- [Task directions]
According to the passage on romance and marriage in Bleak House, who is Esther Summerson's long lost mother?

- [Source passage]

● ● ● ● ● ● ●

How Much Does Romance Drive the Story? Bleak House is packed with subplots even by Dickens’s standards, but there are really two main plotlines: the story of Richard Carstone and the case of Jarndyce and Jarndyce and the story of Esther Summerson and Lady Dedlock, her long lost mother. Both of these involve romance as we’ll see below but neither can really be said to be driven by it.

Ratio of Good Marriages to Bad Marriages Remember what I wrote about David Copperfield’s first marriage being among the most unique bad marriages in Dickens? Well, Sir Leicester Dedlock’s marriage to his lady is arguably even more unique. On the one hand, it’s based on a lie. Sir Leicester married Honoria Barbary on the clear understanding that she was a virgin when she wasn’t. On the other hand, Lady Dedlock appreciates her husband’s love, though she doesn’t necessarily return it, and is haunted by guilt and fear over her secret. Her motive for keeping the secret is just as much to protect him from public disgrace as it is to protect herself. When she learns the secret is about to be revealed, she runs away and effectively kills herself. Surprisingly, given his proud character, Sir Leicester declares that his regard for his lady is as high as ever and that he regrets nothing. But even if Lady Dedlock knew of this, it’s doubtful that she’d ever feel for Sir Leicester what she’d felt for her old lover. In a best-case scenario, she’d have ended up bound to her husband by obligation, not love.

More familiar bad marriages in Bleak House (familiar to Dickens fans anyway) are those of the Jellybys and the Pardiggles. The charity-minded (but not necessarily charitable) wives in those relationships neglect their husbands in favor of their “causes” and drive them to distraction. Another shrewish wife is the paranoid Mrs. Snagsby who insists on believing that her timid (and perfectly faithful) husband is cheating on her. This leads to her inadvertently helping to expose Lady Dedlock’s secret. In the end, Inspector Bucket scolds her for her attitude and she shows contrition, but the effect is less to humanize her, as Mrs. Weller and Mrs. Varden were eventually humanized, than it is to give her a humiliating comeuppance. There are also examples of marriages in which the wife is the victim, most notably those of the abusive brickmakers’ wives, Jenny and Liz, the latter of whom says, like Meg in The Chimes, she’d rather see her child die than grow up under his father’s influence. While not on the same level, we’re also told that Mr. Turveydrop “worked (his wife) to death, or had, at the best, suffered her to work herself to death, to maintain him in those expenses which were indispensable to his position.” Harold Skimpole likewise ruins his wife’s life with his hedonistic, irresponsible lifestyle. While Richard Carstone is a more genuinely loving husband, the effect of his marriage to the devoted Ada Clare is also to ruin her. They end up being more tragic and not at all funny versions of the Micawbers. With the Smallweeds, we see a marriage where both husband and wife are evil and neither is a victim-well, not originally anyway. By the time we meet her, senility has made Mrs. Smallweed more pleasant and something of a punching bag for her husband.

● ● ● ● ● ● ●

(Location identification items)
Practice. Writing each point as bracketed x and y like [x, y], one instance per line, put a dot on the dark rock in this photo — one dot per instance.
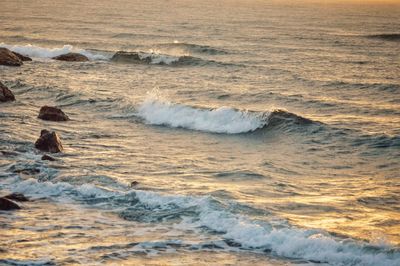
[52, 113]
[130, 57]
[5, 94]
[16, 197]
[27, 171]
[72, 57]
[9, 153]
[48, 158]
[22, 57]
[49, 142]
[8, 58]
[8, 205]
[134, 183]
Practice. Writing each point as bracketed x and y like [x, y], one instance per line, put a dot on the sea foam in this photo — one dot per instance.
[221, 120]
[42, 52]
[286, 241]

● ● ● ● ● ● ●

- [The result]
Lady Dedlock